What you are asked to do »
Could you restate word for word every line from the one containing "Phrase: orange basketball" to the end of the records, and nothing else?

Dataset entries »
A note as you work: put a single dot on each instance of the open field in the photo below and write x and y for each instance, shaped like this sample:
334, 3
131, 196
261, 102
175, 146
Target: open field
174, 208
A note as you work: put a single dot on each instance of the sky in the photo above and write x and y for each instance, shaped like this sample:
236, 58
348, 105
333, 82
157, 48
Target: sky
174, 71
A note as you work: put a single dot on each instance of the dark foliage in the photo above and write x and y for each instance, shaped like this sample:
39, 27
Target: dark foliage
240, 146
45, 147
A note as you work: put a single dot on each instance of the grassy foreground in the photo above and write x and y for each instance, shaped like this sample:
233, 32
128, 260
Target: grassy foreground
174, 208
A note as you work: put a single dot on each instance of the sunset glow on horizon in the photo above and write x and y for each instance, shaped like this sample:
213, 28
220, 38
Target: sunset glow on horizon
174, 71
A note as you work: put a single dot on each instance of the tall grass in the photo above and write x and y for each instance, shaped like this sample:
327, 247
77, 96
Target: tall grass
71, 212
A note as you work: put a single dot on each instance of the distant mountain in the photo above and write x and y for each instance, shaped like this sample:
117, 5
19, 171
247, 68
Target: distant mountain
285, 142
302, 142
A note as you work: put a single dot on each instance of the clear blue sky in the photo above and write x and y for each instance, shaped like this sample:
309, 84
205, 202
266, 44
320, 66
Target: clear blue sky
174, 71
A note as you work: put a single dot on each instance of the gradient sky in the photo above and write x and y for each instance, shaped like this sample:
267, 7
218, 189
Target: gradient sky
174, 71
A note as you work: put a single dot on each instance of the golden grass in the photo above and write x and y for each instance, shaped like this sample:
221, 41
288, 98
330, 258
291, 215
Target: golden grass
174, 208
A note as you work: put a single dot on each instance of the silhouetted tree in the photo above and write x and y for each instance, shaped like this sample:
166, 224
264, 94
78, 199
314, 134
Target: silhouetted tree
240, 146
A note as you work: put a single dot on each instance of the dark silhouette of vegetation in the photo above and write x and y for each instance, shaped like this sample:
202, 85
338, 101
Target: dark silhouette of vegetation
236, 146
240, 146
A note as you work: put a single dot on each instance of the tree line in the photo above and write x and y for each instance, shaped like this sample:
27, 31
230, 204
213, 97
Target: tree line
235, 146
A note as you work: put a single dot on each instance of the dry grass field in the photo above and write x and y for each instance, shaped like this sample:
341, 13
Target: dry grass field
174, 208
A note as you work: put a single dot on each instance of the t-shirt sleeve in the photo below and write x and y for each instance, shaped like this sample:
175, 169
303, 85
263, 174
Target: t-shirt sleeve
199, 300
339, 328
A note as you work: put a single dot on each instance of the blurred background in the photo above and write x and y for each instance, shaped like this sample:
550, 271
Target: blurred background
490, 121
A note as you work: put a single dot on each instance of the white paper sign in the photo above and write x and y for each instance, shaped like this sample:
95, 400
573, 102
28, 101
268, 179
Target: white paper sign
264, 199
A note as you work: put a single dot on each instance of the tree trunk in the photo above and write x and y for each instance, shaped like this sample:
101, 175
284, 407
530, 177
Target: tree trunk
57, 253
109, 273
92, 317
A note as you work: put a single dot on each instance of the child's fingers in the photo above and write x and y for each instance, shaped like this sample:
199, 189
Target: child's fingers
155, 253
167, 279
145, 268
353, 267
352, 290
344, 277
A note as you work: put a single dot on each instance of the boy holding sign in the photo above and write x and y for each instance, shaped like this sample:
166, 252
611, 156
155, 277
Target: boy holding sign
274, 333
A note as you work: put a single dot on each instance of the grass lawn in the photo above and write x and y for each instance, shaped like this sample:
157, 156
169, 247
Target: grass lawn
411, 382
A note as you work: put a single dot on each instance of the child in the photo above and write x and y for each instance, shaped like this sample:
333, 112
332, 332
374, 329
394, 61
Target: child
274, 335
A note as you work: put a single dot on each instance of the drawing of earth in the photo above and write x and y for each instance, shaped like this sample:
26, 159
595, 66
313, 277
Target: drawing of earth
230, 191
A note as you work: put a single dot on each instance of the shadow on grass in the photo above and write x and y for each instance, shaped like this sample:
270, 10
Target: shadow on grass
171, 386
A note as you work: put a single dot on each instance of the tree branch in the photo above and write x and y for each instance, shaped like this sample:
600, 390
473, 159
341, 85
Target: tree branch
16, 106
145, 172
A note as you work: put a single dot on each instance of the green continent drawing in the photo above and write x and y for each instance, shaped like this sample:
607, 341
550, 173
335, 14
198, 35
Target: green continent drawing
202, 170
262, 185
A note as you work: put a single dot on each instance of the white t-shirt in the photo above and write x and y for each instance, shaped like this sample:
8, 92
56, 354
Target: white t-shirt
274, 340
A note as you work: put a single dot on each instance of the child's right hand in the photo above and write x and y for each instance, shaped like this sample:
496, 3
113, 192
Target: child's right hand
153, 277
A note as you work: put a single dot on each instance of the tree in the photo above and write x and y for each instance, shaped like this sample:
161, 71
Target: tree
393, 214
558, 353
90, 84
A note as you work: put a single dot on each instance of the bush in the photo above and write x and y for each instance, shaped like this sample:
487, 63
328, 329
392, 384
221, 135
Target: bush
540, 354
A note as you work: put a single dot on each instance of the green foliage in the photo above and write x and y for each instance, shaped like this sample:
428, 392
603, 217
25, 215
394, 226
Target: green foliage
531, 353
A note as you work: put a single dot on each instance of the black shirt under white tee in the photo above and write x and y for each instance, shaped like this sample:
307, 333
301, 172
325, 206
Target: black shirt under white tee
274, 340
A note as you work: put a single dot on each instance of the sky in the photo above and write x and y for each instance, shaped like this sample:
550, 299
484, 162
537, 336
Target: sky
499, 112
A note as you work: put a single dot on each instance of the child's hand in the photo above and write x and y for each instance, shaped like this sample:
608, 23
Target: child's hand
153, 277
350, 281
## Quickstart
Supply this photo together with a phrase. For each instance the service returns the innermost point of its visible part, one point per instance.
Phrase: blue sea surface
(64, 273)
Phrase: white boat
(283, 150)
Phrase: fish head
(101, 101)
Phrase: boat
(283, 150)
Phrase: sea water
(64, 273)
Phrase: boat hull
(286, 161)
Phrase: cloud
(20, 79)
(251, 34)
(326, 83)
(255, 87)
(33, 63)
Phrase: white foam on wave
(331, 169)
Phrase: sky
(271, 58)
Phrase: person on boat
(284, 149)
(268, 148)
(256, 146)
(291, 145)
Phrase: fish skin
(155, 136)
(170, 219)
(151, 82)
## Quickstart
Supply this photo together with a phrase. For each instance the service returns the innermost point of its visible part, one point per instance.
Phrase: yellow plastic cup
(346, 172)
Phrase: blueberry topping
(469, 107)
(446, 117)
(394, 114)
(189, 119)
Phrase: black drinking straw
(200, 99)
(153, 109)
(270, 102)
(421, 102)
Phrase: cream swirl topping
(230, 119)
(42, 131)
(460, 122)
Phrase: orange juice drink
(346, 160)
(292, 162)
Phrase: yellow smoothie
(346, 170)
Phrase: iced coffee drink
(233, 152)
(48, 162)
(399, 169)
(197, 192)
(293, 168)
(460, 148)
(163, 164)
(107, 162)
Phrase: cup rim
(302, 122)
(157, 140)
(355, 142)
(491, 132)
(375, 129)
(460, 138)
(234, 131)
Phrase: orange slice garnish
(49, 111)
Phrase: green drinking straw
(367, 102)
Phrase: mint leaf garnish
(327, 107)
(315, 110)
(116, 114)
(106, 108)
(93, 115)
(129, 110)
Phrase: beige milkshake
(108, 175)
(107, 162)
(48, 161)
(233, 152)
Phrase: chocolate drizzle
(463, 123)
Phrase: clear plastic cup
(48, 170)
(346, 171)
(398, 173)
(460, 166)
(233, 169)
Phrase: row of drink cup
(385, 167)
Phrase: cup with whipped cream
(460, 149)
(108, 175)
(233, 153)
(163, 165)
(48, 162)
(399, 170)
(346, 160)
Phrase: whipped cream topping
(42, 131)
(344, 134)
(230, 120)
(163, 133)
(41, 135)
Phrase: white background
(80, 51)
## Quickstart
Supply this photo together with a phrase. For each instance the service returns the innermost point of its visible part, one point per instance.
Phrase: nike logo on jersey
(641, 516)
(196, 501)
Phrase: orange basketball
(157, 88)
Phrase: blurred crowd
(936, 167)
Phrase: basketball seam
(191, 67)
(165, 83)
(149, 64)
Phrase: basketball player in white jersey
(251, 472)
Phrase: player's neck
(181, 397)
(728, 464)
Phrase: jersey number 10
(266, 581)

Finished task »
Phrase: orange basketball
(157, 88)
Phrase: blurred crowd
(936, 167)
Phrase: basketball seam
(191, 67)
(165, 83)
(149, 64)
Phrase: basketball player in white jersey
(251, 472)
Phrase: player's neck
(181, 397)
(728, 464)
Phrase: jersey number 10
(266, 581)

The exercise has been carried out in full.